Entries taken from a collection
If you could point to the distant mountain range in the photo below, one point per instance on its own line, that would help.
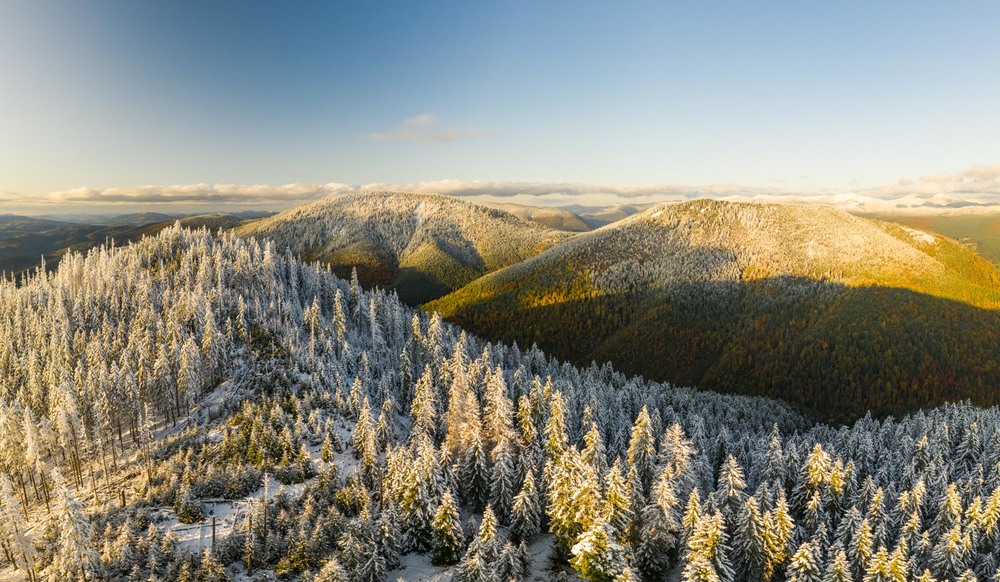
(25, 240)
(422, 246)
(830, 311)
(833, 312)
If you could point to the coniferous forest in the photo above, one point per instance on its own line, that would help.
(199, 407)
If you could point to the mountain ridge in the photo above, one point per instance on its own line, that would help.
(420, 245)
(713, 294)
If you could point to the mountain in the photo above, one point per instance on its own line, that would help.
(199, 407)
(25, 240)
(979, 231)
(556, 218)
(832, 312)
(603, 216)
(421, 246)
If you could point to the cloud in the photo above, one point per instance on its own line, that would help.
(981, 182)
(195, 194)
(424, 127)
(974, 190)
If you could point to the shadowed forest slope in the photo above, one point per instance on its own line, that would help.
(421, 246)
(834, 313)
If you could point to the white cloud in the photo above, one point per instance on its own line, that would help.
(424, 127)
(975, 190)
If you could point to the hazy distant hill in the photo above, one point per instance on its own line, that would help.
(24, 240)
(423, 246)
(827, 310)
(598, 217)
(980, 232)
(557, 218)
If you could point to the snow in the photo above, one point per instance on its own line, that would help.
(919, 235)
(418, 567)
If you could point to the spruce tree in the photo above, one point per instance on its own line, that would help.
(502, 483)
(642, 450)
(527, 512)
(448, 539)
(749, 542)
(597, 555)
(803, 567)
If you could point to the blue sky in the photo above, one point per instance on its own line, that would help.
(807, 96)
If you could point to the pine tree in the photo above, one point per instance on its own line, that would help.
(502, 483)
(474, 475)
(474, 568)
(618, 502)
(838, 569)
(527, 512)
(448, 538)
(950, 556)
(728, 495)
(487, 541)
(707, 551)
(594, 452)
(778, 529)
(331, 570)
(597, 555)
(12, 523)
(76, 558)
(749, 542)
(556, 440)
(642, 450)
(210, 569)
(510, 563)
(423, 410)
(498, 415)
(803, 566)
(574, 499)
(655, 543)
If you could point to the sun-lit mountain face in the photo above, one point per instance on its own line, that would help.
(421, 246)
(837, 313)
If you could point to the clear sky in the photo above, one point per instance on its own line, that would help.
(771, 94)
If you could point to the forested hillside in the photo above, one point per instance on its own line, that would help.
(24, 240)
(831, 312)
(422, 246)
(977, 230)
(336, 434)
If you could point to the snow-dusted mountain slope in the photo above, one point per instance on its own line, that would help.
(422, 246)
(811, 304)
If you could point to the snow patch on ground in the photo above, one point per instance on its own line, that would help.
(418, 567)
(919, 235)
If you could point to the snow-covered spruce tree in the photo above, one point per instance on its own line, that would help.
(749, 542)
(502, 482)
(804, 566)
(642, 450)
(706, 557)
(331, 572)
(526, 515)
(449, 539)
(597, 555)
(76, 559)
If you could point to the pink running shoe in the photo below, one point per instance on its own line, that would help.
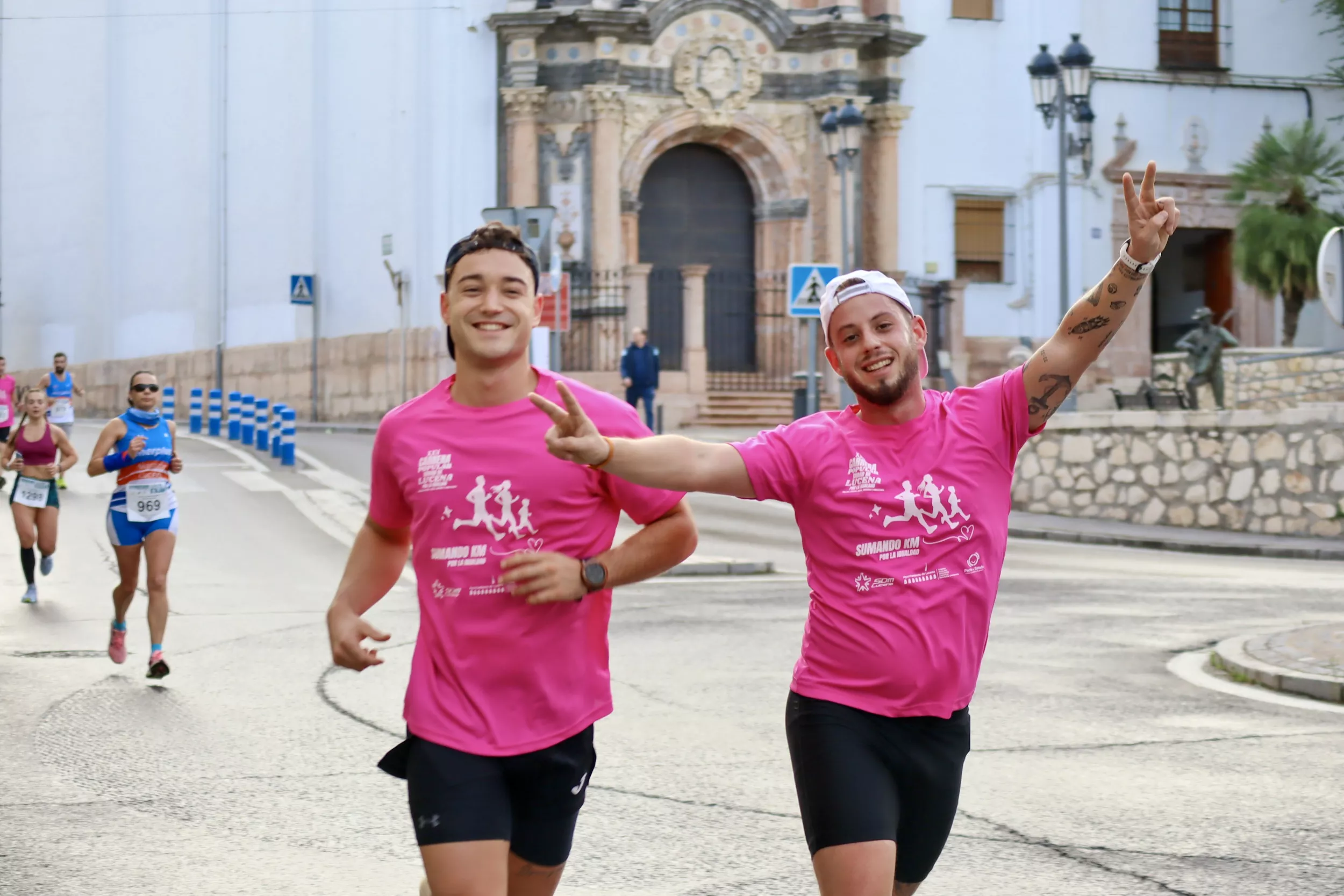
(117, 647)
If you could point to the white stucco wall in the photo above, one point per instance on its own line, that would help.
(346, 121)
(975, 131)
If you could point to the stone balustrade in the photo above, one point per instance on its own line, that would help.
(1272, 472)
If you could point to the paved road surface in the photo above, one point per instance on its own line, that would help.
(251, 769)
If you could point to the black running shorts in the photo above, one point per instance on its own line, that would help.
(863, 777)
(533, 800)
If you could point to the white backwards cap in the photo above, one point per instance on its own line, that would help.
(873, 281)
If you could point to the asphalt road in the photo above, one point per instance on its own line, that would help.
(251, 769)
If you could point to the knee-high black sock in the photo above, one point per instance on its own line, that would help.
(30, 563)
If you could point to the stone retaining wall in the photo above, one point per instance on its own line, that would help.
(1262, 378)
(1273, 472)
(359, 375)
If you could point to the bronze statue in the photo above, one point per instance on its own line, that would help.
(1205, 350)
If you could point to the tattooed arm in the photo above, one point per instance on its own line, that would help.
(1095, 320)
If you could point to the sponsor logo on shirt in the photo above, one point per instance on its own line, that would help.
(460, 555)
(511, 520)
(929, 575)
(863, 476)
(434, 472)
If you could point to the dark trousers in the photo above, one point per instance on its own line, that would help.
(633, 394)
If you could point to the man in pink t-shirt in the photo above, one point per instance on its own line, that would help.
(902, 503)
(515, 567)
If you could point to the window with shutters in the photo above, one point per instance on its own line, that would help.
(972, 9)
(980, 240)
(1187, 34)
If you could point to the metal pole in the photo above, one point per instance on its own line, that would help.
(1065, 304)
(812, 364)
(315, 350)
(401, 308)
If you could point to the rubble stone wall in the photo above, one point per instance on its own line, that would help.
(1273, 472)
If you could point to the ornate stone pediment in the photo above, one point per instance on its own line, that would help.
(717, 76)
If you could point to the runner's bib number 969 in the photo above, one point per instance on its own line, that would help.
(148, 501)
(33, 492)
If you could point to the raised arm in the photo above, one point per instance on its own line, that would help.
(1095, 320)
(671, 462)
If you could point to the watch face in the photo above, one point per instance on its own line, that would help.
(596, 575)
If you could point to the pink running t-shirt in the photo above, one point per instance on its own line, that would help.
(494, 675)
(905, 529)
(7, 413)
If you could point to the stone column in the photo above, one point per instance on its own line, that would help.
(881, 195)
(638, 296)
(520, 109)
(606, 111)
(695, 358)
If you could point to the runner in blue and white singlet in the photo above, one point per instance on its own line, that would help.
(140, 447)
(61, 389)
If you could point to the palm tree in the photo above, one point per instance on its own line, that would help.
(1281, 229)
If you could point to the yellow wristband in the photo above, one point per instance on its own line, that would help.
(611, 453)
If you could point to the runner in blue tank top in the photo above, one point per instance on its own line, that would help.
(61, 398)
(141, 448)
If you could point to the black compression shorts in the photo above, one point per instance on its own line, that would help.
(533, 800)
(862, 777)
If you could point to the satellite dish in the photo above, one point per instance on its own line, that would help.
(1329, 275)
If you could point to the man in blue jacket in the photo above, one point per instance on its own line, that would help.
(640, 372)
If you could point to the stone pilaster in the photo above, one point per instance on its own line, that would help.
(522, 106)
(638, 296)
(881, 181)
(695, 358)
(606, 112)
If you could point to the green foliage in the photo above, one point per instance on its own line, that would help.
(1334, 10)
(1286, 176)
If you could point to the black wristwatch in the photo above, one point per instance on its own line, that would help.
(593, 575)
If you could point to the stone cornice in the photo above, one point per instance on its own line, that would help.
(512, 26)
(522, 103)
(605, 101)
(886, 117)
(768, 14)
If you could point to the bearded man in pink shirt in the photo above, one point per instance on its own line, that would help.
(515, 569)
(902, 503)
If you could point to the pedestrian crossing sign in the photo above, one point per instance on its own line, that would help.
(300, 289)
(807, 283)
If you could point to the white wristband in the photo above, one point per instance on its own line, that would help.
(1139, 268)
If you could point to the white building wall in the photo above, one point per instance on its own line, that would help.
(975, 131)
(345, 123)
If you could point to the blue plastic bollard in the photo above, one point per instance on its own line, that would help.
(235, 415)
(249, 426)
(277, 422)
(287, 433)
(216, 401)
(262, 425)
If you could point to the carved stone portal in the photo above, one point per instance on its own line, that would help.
--
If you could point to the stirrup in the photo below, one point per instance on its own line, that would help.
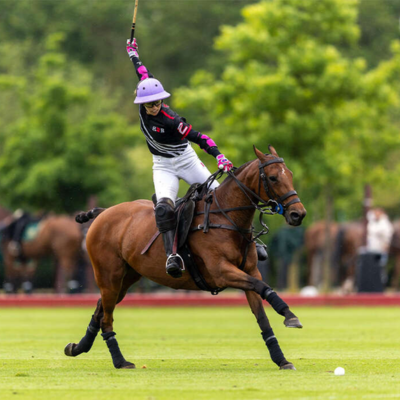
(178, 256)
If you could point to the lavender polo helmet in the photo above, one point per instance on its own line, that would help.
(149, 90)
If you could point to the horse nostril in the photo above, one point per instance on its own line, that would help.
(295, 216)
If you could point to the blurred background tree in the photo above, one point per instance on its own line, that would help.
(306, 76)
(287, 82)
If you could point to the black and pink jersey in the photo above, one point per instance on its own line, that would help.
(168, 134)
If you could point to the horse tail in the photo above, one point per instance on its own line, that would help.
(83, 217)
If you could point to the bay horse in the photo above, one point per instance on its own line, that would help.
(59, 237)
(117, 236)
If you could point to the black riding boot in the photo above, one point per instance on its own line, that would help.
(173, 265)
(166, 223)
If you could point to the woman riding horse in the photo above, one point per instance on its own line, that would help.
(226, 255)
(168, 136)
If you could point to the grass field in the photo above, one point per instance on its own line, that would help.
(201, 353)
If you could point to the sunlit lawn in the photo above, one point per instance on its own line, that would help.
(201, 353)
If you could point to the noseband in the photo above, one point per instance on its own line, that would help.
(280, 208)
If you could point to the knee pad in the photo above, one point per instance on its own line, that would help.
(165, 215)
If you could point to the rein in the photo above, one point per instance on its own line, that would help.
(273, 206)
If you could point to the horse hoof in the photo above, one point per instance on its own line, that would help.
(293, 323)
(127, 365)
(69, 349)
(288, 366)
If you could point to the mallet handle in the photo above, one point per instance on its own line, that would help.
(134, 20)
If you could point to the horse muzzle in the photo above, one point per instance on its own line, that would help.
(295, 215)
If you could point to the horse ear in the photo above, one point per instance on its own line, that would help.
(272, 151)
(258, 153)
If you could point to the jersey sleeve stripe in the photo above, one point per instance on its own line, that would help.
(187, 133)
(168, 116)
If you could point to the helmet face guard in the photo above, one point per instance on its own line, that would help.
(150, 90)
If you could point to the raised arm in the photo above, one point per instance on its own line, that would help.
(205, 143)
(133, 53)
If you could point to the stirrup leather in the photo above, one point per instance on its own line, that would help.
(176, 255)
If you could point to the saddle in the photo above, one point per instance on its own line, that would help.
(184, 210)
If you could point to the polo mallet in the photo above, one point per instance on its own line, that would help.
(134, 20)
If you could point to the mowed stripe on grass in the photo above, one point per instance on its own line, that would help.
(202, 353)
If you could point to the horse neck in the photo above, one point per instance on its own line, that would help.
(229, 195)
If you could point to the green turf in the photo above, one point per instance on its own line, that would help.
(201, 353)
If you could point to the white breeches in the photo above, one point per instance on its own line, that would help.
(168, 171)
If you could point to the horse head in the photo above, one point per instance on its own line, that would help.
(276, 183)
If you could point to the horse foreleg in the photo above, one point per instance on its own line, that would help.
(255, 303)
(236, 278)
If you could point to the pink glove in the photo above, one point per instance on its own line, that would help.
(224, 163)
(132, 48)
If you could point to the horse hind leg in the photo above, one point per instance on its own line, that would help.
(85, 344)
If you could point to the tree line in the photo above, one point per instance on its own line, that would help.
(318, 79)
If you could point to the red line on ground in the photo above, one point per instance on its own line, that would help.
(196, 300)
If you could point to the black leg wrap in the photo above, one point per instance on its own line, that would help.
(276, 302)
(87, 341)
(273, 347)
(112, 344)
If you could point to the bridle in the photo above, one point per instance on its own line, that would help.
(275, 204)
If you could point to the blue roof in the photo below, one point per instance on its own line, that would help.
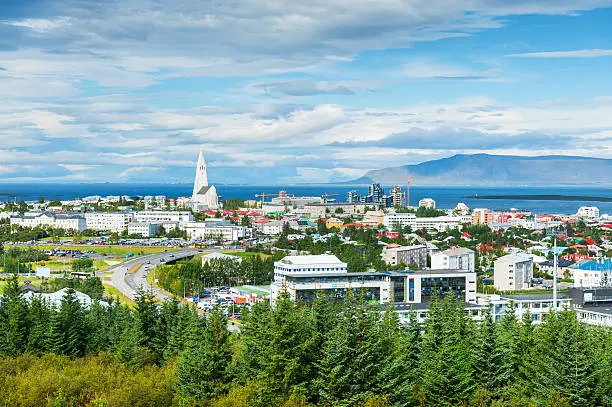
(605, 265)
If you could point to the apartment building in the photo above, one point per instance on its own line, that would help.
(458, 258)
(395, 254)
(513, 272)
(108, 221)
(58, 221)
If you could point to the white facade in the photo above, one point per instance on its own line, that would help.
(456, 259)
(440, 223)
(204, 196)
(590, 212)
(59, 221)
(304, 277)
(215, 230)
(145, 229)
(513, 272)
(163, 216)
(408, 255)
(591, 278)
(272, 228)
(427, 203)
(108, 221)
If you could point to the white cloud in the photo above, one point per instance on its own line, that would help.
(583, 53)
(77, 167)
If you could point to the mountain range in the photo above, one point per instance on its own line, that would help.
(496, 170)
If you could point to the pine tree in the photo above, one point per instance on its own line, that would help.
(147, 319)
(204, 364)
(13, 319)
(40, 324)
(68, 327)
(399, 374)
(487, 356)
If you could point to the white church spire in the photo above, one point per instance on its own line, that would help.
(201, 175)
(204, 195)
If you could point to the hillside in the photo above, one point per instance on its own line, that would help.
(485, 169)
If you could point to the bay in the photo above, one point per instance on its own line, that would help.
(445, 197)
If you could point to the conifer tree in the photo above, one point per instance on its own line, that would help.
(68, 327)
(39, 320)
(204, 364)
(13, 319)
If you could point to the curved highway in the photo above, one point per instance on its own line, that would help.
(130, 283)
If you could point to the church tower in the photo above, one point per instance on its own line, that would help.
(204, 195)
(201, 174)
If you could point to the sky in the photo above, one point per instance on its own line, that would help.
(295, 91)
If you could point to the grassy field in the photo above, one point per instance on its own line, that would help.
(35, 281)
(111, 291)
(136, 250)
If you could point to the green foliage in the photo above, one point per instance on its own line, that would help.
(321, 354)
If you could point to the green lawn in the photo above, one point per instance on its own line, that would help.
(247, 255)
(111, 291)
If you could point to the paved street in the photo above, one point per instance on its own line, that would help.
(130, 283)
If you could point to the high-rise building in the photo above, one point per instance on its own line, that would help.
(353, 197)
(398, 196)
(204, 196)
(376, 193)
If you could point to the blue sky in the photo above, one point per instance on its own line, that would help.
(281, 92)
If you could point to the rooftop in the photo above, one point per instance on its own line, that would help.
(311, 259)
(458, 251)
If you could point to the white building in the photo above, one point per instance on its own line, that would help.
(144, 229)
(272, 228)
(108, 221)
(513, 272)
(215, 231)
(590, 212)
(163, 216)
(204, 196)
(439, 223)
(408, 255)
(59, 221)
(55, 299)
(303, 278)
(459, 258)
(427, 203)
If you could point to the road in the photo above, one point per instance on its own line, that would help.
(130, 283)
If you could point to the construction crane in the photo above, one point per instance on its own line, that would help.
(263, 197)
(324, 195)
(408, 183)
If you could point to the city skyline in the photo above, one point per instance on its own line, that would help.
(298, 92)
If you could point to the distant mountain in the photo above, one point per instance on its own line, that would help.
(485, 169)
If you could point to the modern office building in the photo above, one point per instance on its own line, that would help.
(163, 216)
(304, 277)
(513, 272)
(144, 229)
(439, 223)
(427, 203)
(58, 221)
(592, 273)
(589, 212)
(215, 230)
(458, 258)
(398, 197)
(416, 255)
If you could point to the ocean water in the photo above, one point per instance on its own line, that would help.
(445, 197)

EXERCISE: Locate every line in the entries that contains the word "helmet" and copy each of those lines out in full.

REPLY TO THE TASK:
If you could point to the lavender polo helmet in the photo above, one point per instance on its own line, that would help.
If you could point to the helmet face guard in the photo above, one point per instance on its own line, that would help.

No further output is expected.